QUOTED PASSAGE »
Private Law No. 107-5
H.R. 2245
Title: Private Bill; For the relief of Anisha Goveas Foti.
Sponsor: Rep. Lantos, Tom [D-CA-12] (introduced 6/19/2001)
Cosponsors: (none)
Committees: House Judiciary; Senate Judiciary
H.Rept. 107-579
Latest Major Action: Enacted 11/5/2002.

Death of the U.S. Citizen Spouse Who Was a Foreign Service Officer During Pendency of Conditional Permanent Resident Petition. The beneficiary, Mrs. Goveas Foti, was married to a United States citizen, Seth Foti, who perished in an airplane crash while performing official duties for the United States Government. I.N.A. regulations concerning the untimely death of a sponsoring spouse permit a waiver of the two-year marriage requirement only if the individual's petition for conditional permanent residence was approved prior to the death. The interview for approval of Mrs. Foti's petition for conditional permanent residence had not been scheduled before Mr. Foti was killed on August 23, 2000. Had the interview occurred, Mrs. Foti would have been eligible for that waiver. Although the occurrence of death prior to two years of marriage is rare, the waiver is routinely given for humanitarian reasons in a case of this type if the petition for conditional permanent residence has been approved. The House Report noted that, "By all accounts this was a legitimate marriage, and it is through no fault of her own that Mrs. Foti has not met the marriage requirements of the I.N.A. This case mirrors several other private laws enacted in the last few years."

Private Law No. 107-6
H.R. 3758
Title: Private Bill; For the relief of So Hyun Jun.
Sponsor: Rep. McCrery, Jim [R-LA-4] (introduced 2/13/2002)
Cosponsors: (none)
Committees: House Judiciary
H.Rept. 107-729
Latest Major Action: Enacted 12/2/2002.

Adoption Final after 16th Birthday. According to the House Report, "The precedent concerning adoption cases is well-established. Precedent dictates that in order for favorable consideration of a private bill that allows an adoption to be considered legitimate for immigration purposes, the adoption must have been initiated prior to the child's turning 16 and must be finalized."

ITEMS »
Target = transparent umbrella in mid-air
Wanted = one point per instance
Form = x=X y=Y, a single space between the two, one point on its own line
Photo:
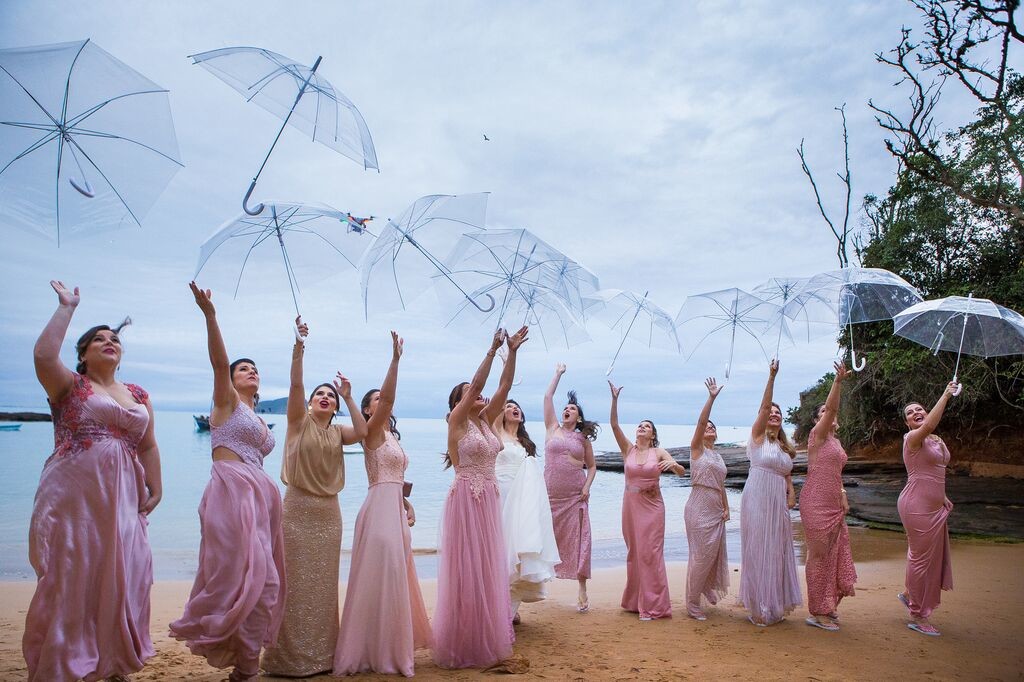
x=411 y=250
x=854 y=295
x=254 y=252
x=297 y=94
x=86 y=141
x=634 y=315
x=965 y=325
x=728 y=312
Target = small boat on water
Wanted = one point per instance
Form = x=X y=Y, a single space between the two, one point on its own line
x=203 y=423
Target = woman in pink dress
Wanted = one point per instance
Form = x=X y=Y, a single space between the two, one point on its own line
x=924 y=509
x=646 y=589
x=769 y=586
x=313 y=470
x=568 y=472
x=706 y=514
x=238 y=598
x=384 y=621
x=88 y=533
x=830 y=574
x=473 y=617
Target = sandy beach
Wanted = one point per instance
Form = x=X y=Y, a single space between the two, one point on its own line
x=979 y=622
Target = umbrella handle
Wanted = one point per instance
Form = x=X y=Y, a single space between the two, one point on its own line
x=256 y=210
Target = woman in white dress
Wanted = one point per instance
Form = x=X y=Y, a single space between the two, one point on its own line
x=529 y=536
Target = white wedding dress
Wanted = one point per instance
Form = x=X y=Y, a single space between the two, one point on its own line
x=529 y=537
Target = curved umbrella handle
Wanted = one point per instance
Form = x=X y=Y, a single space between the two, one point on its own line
x=256 y=210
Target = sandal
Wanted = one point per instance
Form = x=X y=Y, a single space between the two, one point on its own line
x=830 y=627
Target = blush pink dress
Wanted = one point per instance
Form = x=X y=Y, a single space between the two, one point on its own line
x=646 y=589
x=569 y=514
x=89 y=616
x=238 y=598
x=384 y=621
x=708 y=564
x=830 y=573
x=924 y=509
x=473 y=617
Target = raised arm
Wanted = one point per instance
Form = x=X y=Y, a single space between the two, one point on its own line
x=916 y=437
x=624 y=442
x=761 y=423
x=497 y=405
x=224 y=396
x=52 y=375
x=296 y=390
x=385 y=402
x=550 y=420
x=696 y=442
x=357 y=430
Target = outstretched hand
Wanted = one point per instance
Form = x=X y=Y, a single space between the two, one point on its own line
x=66 y=297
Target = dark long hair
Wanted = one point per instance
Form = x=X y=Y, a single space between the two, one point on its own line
x=588 y=429
x=90 y=334
x=520 y=433
x=365 y=402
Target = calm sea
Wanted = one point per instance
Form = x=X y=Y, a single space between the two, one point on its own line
x=174 y=531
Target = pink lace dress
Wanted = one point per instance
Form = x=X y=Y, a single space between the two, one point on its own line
x=238 y=598
x=89 y=616
x=924 y=510
x=708 y=564
x=646 y=589
x=473 y=617
x=570 y=515
x=830 y=574
x=384 y=621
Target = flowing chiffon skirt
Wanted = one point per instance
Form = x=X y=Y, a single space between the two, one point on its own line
x=237 y=602
x=384 y=621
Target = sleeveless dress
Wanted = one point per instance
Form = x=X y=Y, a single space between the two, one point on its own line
x=384 y=621
x=238 y=598
x=473 y=617
x=708 y=564
x=313 y=470
x=924 y=511
x=646 y=589
x=529 y=536
x=89 y=616
x=769 y=586
x=569 y=514
x=830 y=573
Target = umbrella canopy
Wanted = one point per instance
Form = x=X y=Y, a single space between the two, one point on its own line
x=86 y=142
x=297 y=94
x=412 y=248
x=253 y=252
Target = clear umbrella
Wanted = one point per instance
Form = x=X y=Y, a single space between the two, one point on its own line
x=297 y=94
x=855 y=295
x=634 y=315
x=726 y=312
x=972 y=326
x=250 y=251
x=411 y=249
x=86 y=141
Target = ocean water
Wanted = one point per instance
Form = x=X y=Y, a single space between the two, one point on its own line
x=174 y=531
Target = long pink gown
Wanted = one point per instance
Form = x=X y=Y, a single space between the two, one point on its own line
x=769 y=586
x=924 y=509
x=708 y=564
x=569 y=514
x=473 y=617
x=89 y=617
x=646 y=589
x=238 y=598
x=384 y=621
x=830 y=573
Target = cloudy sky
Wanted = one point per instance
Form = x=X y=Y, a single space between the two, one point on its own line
x=653 y=142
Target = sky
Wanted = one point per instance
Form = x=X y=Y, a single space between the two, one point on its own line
x=653 y=142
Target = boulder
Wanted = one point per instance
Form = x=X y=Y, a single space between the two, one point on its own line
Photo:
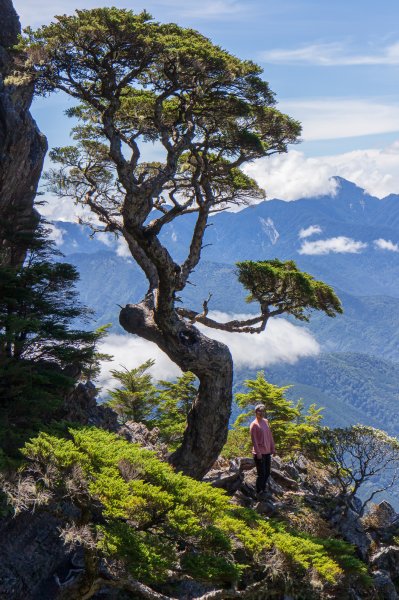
x=384 y=586
x=348 y=524
x=138 y=433
x=384 y=514
x=387 y=559
x=283 y=480
x=22 y=149
x=229 y=479
x=265 y=507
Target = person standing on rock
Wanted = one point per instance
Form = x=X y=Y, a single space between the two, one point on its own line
x=263 y=447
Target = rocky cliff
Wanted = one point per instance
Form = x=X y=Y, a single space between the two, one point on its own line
x=22 y=148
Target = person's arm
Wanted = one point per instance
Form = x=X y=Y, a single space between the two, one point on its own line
x=254 y=437
x=272 y=446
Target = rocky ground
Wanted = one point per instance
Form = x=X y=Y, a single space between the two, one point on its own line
x=34 y=564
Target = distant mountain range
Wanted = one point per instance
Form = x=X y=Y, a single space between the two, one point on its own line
x=350 y=240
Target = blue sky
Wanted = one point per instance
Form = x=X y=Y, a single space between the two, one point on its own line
x=333 y=65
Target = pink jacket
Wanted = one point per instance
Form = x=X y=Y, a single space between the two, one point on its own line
x=262 y=437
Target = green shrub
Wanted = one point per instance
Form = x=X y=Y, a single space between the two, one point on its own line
x=157 y=522
x=293 y=430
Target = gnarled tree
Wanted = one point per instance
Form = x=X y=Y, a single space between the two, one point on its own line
x=208 y=113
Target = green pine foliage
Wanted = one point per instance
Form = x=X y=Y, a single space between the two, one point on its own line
x=293 y=430
x=174 y=403
x=136 y=397
x=134 y=508
x=42 y=352
x=282 y=287
x=161 y=404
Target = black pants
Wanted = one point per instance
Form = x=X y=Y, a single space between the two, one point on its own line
x=263 y=470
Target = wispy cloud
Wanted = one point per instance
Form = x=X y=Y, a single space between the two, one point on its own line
x=336 y=245
x=282 y=342
x=382 y=244
x=336 y=118
x=331 y=55
x=309 y=231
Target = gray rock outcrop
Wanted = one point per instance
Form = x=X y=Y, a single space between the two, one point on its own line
x=22 y=148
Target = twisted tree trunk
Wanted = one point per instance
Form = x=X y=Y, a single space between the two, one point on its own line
x=211 y=362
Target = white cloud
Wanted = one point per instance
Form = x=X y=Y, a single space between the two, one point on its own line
x=62 y=209
x=382 y=244
x=282 y=342
x=337 y=118
x=337 y=245
x=131 y=351
x=332 y=54
x=56 y=234
x=309 y=231
x=293 y=175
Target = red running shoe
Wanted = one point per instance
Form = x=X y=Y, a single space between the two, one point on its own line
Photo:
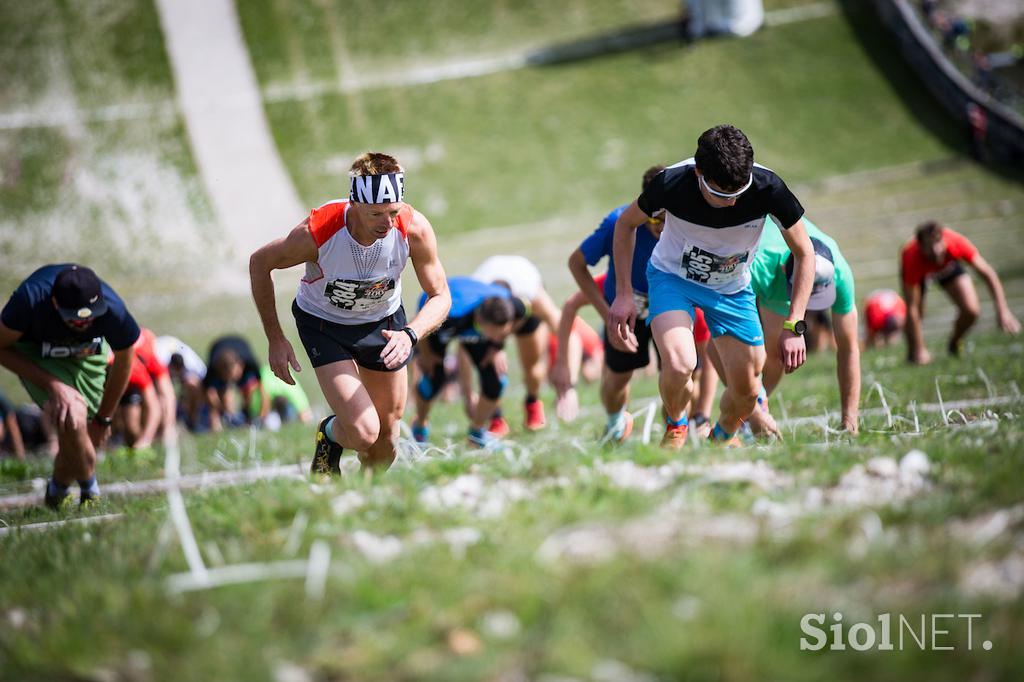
x=499 y=427
x=535 y=416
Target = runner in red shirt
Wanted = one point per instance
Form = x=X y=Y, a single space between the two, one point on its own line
x=938 y=252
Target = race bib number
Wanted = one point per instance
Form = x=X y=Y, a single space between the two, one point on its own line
x=356 y=296
x=84 y=349
x=710 y=268
x=642 y=303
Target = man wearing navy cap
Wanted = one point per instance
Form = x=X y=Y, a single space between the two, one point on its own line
x=53 y=333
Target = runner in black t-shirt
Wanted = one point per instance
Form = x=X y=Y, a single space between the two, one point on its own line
x=231 y=364
x=715 y=207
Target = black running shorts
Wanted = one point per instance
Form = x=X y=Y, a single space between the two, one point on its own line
x=328 y=342
x=619 y=360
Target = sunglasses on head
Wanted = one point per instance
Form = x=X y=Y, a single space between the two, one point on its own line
x=727 y=195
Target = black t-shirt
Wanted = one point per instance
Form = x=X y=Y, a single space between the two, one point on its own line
x=30 y=310
x=709 y=246
x=250 y=372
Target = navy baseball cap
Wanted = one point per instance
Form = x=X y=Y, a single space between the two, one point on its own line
x=79 y=294
x=823 y=292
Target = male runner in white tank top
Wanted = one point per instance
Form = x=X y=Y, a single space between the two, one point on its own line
x=716 y=205
x=348 y=309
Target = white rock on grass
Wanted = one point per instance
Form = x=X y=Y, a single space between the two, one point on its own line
x=500 y=625
x=471 y=493
x=581 y=545
x=1001 y=580
x=346 y=503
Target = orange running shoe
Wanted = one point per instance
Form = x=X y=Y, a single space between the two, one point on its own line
x=499 y=427
x=675 y=436
x=535 y=416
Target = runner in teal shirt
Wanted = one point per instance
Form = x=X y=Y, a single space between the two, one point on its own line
x=833 y=291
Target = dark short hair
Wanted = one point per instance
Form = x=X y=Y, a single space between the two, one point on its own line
x=222 y=363
x=927 y=229
x=649 y=175
x=497 y=310
x=725 y=157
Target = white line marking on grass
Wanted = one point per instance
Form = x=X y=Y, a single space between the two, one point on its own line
x=85 y=520
x=179 y=517
x=316 y=569
x=226 y=124
x=200 y=480
x=648 y=423
x=236 y=574
x=940 y=408
x=295 y=531
x=799 y=13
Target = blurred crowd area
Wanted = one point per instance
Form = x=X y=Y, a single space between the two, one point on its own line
x=172 y=385
x=989 y=52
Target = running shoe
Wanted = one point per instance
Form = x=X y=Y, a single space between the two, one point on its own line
x=535 y=416
x=619 y=430
x=328 y=456
x=481 y=439
x=60 y=504
x=675 y=436
x=499 y=427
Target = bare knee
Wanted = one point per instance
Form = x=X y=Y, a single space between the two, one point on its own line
x=359 y=435
x=970 y=312
x=678 y=369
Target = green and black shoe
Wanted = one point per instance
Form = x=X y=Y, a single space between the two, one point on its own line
x=328 y=457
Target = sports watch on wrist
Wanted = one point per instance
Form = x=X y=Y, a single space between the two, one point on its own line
x=798 y=327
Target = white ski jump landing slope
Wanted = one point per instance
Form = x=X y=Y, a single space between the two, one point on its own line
x=245 y=178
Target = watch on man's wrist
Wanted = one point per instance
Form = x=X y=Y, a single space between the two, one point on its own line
x=798 y=327
x=412 y=334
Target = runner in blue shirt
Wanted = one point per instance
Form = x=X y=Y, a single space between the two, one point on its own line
x=53 y=333
x=482 y=315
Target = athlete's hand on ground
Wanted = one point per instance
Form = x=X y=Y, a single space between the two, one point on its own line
x=560 y=378
x=397 y=349
x=98 y=433
x=66 y=408
x=1008 y=323
x=567 y=406
x=282 y=356
x=794 y=350
x=622 y=320
x=501 y=361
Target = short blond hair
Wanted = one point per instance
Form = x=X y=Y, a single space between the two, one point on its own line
x=374 y=163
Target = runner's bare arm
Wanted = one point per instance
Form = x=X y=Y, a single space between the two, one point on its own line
x=794 y=347
x=848 y=367
x=915 y=350
x=578 y=266
x=117 y=382
x=623 y=313
x=1008 y=323
x=430 y=272
x=296 y=248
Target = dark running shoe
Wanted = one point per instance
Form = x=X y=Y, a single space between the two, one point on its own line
x=328 y=456
x=61 y=503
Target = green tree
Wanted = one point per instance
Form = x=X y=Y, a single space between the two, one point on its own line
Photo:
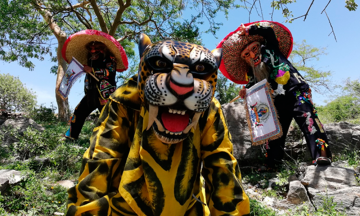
x=14 y=96
x=225 y=89
x=344 y=107
x=301 y=57
x=123 y=19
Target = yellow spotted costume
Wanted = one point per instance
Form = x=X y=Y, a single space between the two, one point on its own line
x=129 y=170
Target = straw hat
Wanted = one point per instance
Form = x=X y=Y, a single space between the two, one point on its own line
x=232 y=65
x=75 y=47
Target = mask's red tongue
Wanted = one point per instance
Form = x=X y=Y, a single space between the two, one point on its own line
x=175 y=122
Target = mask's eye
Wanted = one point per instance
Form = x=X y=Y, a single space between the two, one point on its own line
x=160 y=63
x=255 y=48
x=199 y=68
x=246 y=55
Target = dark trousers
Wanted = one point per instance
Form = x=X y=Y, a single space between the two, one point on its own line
x=288 y=106
x=88 y=104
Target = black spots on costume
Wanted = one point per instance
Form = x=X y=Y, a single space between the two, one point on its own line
x=72 y=195
x=100 y=166
x=203 y=119
x=104 y=206
x=163 y=158
x=196 y=209
x=121 y=206
x=219 y=128
x=104 y=114
x=189 y=161
x=132 y=163
x=223 y=178
x=134 y=188
x=154 y=185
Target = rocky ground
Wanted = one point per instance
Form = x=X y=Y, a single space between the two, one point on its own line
x=309 y=185
x=300 y=186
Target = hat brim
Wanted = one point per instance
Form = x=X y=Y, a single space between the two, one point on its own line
x=75 y=47
x=232 y=66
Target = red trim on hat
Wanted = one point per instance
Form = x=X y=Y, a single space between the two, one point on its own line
x=103 y=34
x=222 y=66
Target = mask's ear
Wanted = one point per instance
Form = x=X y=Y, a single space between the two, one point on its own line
x=144 y=41
x=218 y=55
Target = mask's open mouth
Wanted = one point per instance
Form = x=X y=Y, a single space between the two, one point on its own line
x=171 y=125
x=257 y=60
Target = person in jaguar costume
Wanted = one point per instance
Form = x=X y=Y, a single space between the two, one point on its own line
x=259 y=50
x=161 y=146
x=101 y=56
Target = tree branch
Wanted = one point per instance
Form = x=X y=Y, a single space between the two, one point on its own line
x=99 y=16
x=80 y=16
x=251 y=8
x=307 y=12
x=117 y=22
x=262 y=15
x=326 y=6
x=331 y=26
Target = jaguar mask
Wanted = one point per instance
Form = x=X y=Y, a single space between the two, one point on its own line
x=177 y=82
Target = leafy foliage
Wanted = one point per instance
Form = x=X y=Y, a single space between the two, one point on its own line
x=344 y=107
x=29 y=42
x=14 y=96
x=300 y=57
x=225 y=89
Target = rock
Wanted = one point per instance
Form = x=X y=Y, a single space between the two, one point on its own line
x=12 y=175
x=65 y=183
x=293 y=178
x=343 y=164
x=343 y=135
x=347 y=200
x=8 y=177
x=329 y=178
x=273 y=182
x=39 y=162
x=253 y=194
x=21 y=124
x=235 y=115
x=269 y=201
x=297 y=193
x=4 y=183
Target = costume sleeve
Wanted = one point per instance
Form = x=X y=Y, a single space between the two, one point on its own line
x=225 y=194
x=102 y=163
x=267 y=33
x=271 y=54
x=252 y=80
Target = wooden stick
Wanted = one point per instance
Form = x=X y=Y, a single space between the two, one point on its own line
x=235 y=99
x=94 y=76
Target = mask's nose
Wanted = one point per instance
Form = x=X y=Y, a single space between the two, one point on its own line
x=252 y=54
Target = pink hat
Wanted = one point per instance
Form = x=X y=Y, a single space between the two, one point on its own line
x=75 y=47
x=232 y=65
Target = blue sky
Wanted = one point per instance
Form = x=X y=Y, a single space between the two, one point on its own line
x=341 y=59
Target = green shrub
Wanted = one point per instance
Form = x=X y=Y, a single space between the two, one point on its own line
x=31 y=194
x=14 y=96
x=43 y=114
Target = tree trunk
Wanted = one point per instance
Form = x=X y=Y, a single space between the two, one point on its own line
x=63 y=105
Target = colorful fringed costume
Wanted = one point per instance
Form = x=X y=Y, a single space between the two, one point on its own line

AIM OF THE EXERCISE »
Answer these questions about the private-law summaries:
1. Who sponsored H.R. 2245?
2. On what date was Mr. Foti killed?
3. On what date was the bill for the relief of So Hyun Jun enacted?

SOLUTION TO THIS TASK »
1. Rep. Tom Lantos [D-CA-12]
2. August 23, 2000
3. 12/2/2002